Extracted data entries
***

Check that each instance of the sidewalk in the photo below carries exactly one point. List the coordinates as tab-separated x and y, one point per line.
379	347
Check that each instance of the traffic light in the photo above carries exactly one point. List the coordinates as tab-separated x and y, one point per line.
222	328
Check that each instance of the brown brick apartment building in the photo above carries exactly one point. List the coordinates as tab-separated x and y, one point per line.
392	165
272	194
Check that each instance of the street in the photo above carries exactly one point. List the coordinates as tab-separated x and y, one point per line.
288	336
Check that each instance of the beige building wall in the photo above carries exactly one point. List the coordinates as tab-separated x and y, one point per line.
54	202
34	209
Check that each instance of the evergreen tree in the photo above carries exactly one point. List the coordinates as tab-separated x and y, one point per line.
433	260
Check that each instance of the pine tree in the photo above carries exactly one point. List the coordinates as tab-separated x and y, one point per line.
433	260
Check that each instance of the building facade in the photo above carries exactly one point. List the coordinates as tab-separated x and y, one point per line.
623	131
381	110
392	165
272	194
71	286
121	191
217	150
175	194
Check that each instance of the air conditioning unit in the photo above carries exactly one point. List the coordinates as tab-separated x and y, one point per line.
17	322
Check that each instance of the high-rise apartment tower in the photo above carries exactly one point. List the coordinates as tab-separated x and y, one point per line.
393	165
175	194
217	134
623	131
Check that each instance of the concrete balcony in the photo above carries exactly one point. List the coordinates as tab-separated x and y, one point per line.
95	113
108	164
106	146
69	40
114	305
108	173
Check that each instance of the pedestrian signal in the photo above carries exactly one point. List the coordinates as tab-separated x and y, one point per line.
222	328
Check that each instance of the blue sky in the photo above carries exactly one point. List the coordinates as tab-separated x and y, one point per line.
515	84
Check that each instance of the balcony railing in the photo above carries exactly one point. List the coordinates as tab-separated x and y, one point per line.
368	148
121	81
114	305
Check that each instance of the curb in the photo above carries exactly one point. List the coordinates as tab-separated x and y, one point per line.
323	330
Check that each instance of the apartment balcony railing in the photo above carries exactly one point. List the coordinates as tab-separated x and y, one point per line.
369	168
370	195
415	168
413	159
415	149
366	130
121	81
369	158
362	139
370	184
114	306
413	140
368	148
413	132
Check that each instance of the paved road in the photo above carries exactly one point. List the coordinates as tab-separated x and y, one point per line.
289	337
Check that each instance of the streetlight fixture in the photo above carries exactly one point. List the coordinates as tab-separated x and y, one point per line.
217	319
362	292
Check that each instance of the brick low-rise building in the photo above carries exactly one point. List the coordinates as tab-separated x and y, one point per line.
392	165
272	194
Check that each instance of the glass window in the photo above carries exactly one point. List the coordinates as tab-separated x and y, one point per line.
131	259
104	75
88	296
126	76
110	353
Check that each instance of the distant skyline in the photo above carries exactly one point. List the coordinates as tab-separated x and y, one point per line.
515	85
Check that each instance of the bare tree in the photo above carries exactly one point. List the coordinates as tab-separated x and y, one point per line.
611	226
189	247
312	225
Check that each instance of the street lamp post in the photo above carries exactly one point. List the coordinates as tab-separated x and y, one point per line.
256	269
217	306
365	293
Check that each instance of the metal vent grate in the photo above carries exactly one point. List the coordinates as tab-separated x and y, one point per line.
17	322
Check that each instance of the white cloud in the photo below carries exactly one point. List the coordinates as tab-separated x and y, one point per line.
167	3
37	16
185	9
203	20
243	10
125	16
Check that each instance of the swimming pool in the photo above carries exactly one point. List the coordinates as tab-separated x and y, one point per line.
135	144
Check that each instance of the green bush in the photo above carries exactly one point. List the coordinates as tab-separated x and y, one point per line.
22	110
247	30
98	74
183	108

***

### Exercise brief:
Could you restate every record above word for word?

### Exercise answer:
Check that each instance of the sidewalk in the photo below carries exactly one point. List the coordinates as tab-separated x and y, one point per line.
379	347
Check that each instance of the traffic light in the photo above carries exactly one point. List the coordinates as tab-separated x and y, one point per line.
222	328
Check that each instance of the brown brick apartment building in the photo above carries exactly one point. List the coordinates as tab-separated x and y, one point per line.
392	165
272	194
Check that each instance of the street in the photo above carries exactly one point. List the coordinates as tab-separated x and y, one point per line.
288	336
Check that each instance of the beige building wall in the photo above carries exactly one point. List the coordinates as tab-separated x and y, one point per line.
54	202
34	209
Check that each instance of the evergreen tree in the photo above carries exactly one point. List the coordinates as tab-separated x and y, one point per line.
433	260
Check that each instance of the pine tree in the photo above carries exactly one point. List the coordinates as tab-separated x and y, one point per line.
433	260
Check that each instance of the building facade in the photo above carries exactly one point. List the coordinates as tab-separated x and y, one point per line.
623	131
381	110
392	165
272	194
71	286
121	191
217	150
175	194
Check that each instance of the air conditioning unit in the photo above carries exactly one point. List the coordinates as tab-separated x and y, one point per line.
17	322
Check that each instance of the high-rise apartment tower in the photo above carries exactly one point. List the coordinates as tab-separated x and y, one point per line.
393	165
175	194
217	134
623	131
Check that each instance of the concrete balcony in the photo above carries exactly one point. List the coordinates as tab-separated x and y, one point per line.
95	113
108	164
106	146
69	40
114	305
108	173
Check that each instance of the pedestrian signal in the photo above carries exactly one point. List the coordinates as tab-separated x and y, one point per line.
222	328
Check that each instance of the blue sky in the photo above carries exactly one point. List the coordinates as tab-separated x and y, one point per line.
515	84
Check that each instance of the balcony railing in the photo above carries exactly one point. List the coordinates as tab-separated x and y, one point per line.
368	148
121	81
114	305
Check that each instance of the curb in the photo above carries exactly one point. List the coordinates as tab-separated x and y, one point per line.
323	330
Check that each instance of the apartment balcony railing in the photo above carries exactly one point. List the coordinates as tab-separated x and y, one point per line.
369	168
370	195
415	168
413	159
415	149
366	130
121	81
369	158
362	139
370	184
114	306
413	140
368	148
413	132
Check that each instance of the paved road in the photo above carries exactly one point. List the coordinates as tab-separated x and y, one point per line.
289	337
Check that each instance of the streetlight fixture in the photo above carries exactly one point. List the coordinates as tab-separated x and y, one point per line.
217	319
362	292
Check that each instance of the brick low-rise building in the photo above carries exactly one point. List the coordinates as tab-separated x and y, one point per line.
392	165
272	194
Check that each instance of the glass window in the photo above carries exactly one point. List the coordinates as tab-separated x and y, one point per line.
131	259
104	75
88	296
126	76
110	353
Check that each instance of the distant skyline in the photo above carries exactly one point. List the coordinates as tab-separated x and y, one point per line.
515	85
Check that each instance of the bare tree in the photo above carries exactly one point. List the coordinates as tab-separated x and y, one point per line.
611	226
189	247
312	225
Check that each instance of the street lamp post in the photo above carries exactly one point. List the coordinates as tab-separated x and y, one point per line.
256	269
217	306
365	293
Check that each instance of the metal vent grate in the photo above carries exactly one point. List the coordinates as tab-separated x and y, one point per line.
17	322
Check that each instance of the white cloud in the photo below carries exactly one point. List the coordinates as tab-separated x and y, one point per line.
167	3
37	16
185	9
203	20
243	10
125	16
Check that each instance of the swimming pool in the photo above carries exactly one point. List the coordinates as tab-separated x and y, one point per line.
135	144
Check that each instance of the green bush in the photo above carries exactly one point. List the coordinates as tab-separated x and y, one point per line.
22	110
247	30
98	74
183	108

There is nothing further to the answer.